____ Provided material

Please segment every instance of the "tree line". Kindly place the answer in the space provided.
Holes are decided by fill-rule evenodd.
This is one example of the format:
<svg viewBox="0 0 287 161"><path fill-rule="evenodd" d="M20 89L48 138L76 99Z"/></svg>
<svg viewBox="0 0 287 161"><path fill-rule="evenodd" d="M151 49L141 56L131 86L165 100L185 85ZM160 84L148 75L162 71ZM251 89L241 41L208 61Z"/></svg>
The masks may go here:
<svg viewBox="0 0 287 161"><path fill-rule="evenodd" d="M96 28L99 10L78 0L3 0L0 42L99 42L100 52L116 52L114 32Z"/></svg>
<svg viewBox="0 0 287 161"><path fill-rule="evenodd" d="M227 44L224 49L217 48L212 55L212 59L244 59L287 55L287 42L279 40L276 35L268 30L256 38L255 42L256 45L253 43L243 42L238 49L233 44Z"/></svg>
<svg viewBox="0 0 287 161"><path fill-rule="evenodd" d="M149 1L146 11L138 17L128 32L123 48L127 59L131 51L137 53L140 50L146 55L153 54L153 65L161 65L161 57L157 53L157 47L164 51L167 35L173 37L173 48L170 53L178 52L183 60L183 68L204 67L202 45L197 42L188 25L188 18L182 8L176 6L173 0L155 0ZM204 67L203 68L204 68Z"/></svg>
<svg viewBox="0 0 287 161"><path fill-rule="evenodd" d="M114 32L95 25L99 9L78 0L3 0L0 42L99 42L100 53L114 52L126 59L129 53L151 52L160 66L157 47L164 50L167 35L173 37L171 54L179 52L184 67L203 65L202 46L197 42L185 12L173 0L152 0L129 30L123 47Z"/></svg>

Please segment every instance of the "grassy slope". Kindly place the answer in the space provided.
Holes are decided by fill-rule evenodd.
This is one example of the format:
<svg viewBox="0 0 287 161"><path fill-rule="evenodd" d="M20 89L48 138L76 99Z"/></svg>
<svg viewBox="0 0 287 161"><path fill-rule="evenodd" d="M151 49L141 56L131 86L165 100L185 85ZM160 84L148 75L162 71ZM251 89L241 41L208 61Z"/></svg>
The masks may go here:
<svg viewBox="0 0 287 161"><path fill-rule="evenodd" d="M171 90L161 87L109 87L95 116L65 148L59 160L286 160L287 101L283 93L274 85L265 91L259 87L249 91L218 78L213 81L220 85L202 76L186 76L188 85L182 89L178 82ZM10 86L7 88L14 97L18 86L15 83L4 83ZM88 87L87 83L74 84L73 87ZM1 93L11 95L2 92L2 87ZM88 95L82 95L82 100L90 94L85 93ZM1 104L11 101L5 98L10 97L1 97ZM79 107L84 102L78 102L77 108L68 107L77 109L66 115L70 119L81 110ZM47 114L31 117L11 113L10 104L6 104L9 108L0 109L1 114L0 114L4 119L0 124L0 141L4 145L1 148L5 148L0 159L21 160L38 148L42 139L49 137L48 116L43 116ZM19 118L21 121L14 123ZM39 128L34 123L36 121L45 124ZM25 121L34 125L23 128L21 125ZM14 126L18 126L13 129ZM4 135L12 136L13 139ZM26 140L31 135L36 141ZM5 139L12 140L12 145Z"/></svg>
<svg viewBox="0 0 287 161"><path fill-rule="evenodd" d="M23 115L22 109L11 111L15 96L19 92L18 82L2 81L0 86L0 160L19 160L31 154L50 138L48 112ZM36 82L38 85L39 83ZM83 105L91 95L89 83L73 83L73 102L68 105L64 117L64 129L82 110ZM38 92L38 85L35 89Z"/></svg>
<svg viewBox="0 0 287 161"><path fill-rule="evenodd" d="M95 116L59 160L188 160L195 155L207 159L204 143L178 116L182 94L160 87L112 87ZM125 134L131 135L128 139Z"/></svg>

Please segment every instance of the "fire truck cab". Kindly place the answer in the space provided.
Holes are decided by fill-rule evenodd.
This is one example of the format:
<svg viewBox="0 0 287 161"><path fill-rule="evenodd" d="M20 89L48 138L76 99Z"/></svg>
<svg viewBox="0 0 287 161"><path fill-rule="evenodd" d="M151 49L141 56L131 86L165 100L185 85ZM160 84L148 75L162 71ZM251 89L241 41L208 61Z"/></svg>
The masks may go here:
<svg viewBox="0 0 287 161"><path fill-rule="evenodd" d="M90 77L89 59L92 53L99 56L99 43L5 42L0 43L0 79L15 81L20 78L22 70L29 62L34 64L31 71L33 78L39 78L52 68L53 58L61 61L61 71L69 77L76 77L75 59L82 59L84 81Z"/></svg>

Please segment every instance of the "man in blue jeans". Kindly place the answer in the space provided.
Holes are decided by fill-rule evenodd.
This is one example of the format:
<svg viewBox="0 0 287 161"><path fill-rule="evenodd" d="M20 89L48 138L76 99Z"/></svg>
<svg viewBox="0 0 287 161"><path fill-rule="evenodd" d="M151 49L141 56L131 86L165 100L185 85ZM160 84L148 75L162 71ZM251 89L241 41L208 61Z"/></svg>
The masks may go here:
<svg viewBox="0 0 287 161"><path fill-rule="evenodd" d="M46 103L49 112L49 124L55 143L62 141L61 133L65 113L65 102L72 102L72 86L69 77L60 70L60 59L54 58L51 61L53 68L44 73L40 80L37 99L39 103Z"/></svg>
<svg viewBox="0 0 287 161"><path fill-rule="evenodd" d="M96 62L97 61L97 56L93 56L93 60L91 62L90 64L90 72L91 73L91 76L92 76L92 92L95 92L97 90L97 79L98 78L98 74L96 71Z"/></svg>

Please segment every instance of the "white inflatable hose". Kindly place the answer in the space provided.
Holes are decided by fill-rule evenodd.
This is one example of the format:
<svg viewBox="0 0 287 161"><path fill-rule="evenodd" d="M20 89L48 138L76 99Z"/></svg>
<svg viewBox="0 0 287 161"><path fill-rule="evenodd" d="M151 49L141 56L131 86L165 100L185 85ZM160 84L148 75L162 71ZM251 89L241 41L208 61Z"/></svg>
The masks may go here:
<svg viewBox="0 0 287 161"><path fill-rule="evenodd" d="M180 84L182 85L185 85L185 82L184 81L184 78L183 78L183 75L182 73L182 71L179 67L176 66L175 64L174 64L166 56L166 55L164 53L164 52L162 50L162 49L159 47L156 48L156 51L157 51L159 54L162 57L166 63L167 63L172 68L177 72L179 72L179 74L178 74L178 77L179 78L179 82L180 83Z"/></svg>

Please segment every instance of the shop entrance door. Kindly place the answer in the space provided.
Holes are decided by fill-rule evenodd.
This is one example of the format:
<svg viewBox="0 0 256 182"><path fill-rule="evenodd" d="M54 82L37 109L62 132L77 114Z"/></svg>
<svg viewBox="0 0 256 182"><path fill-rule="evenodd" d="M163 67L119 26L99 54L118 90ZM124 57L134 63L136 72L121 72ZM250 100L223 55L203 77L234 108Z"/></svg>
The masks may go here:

________

_Set exercise_: Reproduce every one of the entries above line for line, without changing a single character.

_Finished answer_:
Please segment every instance of the "tree line". Kindly place the answer in the space provided.
Holes are decided by fill-rule evenodd.
This is one example of the format:
<svg viewBox="0 0 287 161"><path fill-rule="evenodd" d="M20 89L48 138L76 99Z"/></svg>
<svg viewBox="0 0 287 161"><path fill-rule="evenodd" d="M151 49L141 56L131 86L165 100L185 85ZM160 84L148 75L162 71ZM251 89L241 41L208 61Z"/></svg>
The masks may go here:
<svg viewBox="0 0 287 161"><path fill-rule="evenodd" d="M96 28L99 10L78 0L3 0L0 42L99 42L100 52L116 52L114 32Z"/></svg>
<svg viewBox="0 0 287 161"><path fill-rule="evenodd" d="M227 44L224 49L217 48L212 55L212 59L244 59L287 55L287 42L279 40L276 35L268 30L256 38L255 42L256 45L253 43L243 42L238 49L233 44Z"/></svg>
<svg viewBox="0 0 287 161"><path fill-rule="evenodd" d="M149 1L146 11L138 17L128 32L123 48L127 59L131 51L137 53L140 50L146 55L153 54L153 65L161 65L161 57L157 53L157 47L164 51L167 35L173 37L173 48L170 53L178 52L183 60L183 68L204 67L202 45L197 42L188 25L188 18L182 8L176 6L173 0L155 0ZM204 67L203 68L204 68Z"/></svg>
<svg viewBox="0 0 287 161"><path fill-rule="evenodd" d="M114 32L95 25L99 9L78 0L3 0L0 42L99 42L100 53L114 52L126 59L129 53L151 52L160 66L157 47L164 50L167 35L173 37L171 54L179 52L184 67L203 65L202 46L197 42L185 12L173 0L152 0L129 30L123 47Z"/></svg>

Please segment every instance of the "grassy slope". Kindly place the answer in the space provided.
Holes are decided by fill-rule evenodd.
This is one example of the format:
<svg viewBox="0 0 287 161"><path fill-rule="evenodd" d="M20 89L48 138L76 99Z"/></svg>
<svg viewBox="0 0 287 161"><path fill-rule="evenodd" d="M151 49L141 56L131 86L165 100L185 85ZM160 84L148 75L162 71ZM251 89L241 41L208 61Z"/></svg>
The masks may go here:
<svg viewBox="0 0 287 161"><path fill-rule="evenodd" d="M171 90L161 87L109 87L95 116L65 148L59 160L286 160L287 101L283 93L274 85L265 91L259 87L249 91L218 78L213 81L220 85L202 76L186 76L188 85L182 89L178 82ZM10 86L7 88L14 97L18 86L15 83L4 83ZM88 87L87 83L74 84L73 87ZM1 93L11 95L2 92L2 87ZM88 95L82 95L82 100L90 94L85 93ZM1 104L11 101L5 98L10 97L1 97ZM79 107L84 102L78 102L77 108L68 107L77 109L66 115L70 119L81 110ZM47 114L31 117L11 113L10 104L6 104L9 108L0 109L1 114L0 114L4 119L0 124L0 141L4 145L1 148L5 148L0 159L21 160L38 148L42 139L49 137L48 116L43 116ZM19 118L21 121L14 123ZM39 128L34 123L36 121L45 124ZM25 121L34 125L23 128L21 125ZM14 126L18 126L13 129ZM4 135L12 136L13 139ZM26 140L31 135L36 141ZM5 139L12 140L12 145Z"/></svg>
<svg viewBox="0 0 287 161"><path fill-rule="evenodd" d="M23 115L22 109L11 111L15 96L19 92L18 82L2 81L0 86L0 160L19 160L31 154L50 138L48 112ZM36 82L38 85L39 83ZM83 105L91 95L89 83L73 83L73 102L68 105L64 117L64 129L82 110ZM38 92L38 85L35 89Z"/></svg>
<svg viewBox="0 0 287 161"><path fill-rule="evenodd" d="M95 116L59 160L188 160L195 155L207 159L204 143L178 116L182 94L160 87L112 87ZM125 134L131 135L128 139Z"/></svg>

Please segment every instance of the "fire truck cab". Kindly place the answer in the space provided.
Holes are decided by fill-rule evenodd.
This is one example of the format:
<svg viewBox="0 0 287 161"><path fill-rule="evenodd" d="M20 89L48 138L76 99Z"/></svg>
<svg viewBox="0 0 287 161"><path fill-rule="evenodd" d="M151 49L141 56L131 86L165 100L185 85ZM160 84L148 75L162 71ZM251 89L241 41L208 61Z"/></svg>
The masks may go here:
<svg viewBox="0 0 287 161"><path fill-rule="evenodd" d="M90 77L89 59L92 53L99 56L99 43L5 42L0 43L0 79L15 81L20 78L22 70L29 62L34 64L31 71L33 78L39 78L52 68L53 58L61 61L61 71L69 77L76 77L75 59L82 59L84 81Z"/></svg>

Please segment every instance of the "man in blue jeans". Kindly place the answer in the space provided.
Holes are decided by fill-rule evenodd.
This is one example of the format:
<svg viewBox="0 0 287 161"><path fill-rule="evenodd" d="M20 89L48 138L76 99Z"/></svg>
<svg viewBox="0 0 287 161"><path fill-rule="evenodd" d="M151 49L141 56L131 86L165 100L185 85ZM160 84L148 75L162 71ZM251 89L241 41L208 61Z"/></svg>
The masks may go here:
<svg viewBox="0 0 287 161"><path fill-rule="evenodd" d="M46 103L49 112L49 124L55 143L62 141L61 133L65 113L65 102L72 102L72 86L69 77L60 70L60 59L54 58L51 61L53 68L44 73L40 80L37 99L39 103Z"/></svg>
<svg viewBox="0 0 287 161"><path fill-rule="evenodd" d="M96 62L97 61L97 56L93 56L93 60L91 62L90 64L90 72L91 73L91 76L92 76L92 92L95 92L97 90L97 79L98 78L98 74L96 71Z"/></svg>

Please segment every instance of the "white inflatable hose". Kindly place the answer in the space provided.
Holes are decided by fill-rule evenodd.
This is one example of the format:
<svg viewBox="0 0 287 161"><path fill-rule="evenodd" d="M20 89L48 138L76 99Z"/></svg>
<svg viewBox="0 0 287 161"><path fill-rule="evenodd" d="M151 49L141 56L131 86L165 100L185 85ZM160 84L148 75L162 71ZM251 89L241 41L208 61Z"/></svg>
The masks may go here:
<svg viewBox="0 0 287 161"><path fill-rule="evenodd" d="M180 84L182 85L185 85L185 82L184 81L184 78L183 78L183 75L182 73L182 71L179 67L176 66L175 64L174 64L166 56L166 55L164 53L164 52L162 50L162 49L159 47L156 48L156 51L157 51L159 54L162 57L166 63L167 63L172 68L177 72L179 72L179 74L178 74L178 77L179 78L179 82L180 83Z"/></svg>

Please segment every instance of the shop entrance door. Kindly place the answer in the space provided.
Holes are decided by fill-rule evenodd.
This is one example of the format:
<svg viewBox="0 0 256 182"><path fill-rule="evenodd" d="M54 82L37 109L62 132L77 114Z"/></svg>
<svg viewBox="0 0 256 182"><path fill-rule="evenodd" d="M163 67L119 26L99 54L118 90ZM124 57L134 63L136 72L121 72ZM250 100L223 55L203 77L234 108Z"/></svg>
The masks may go here:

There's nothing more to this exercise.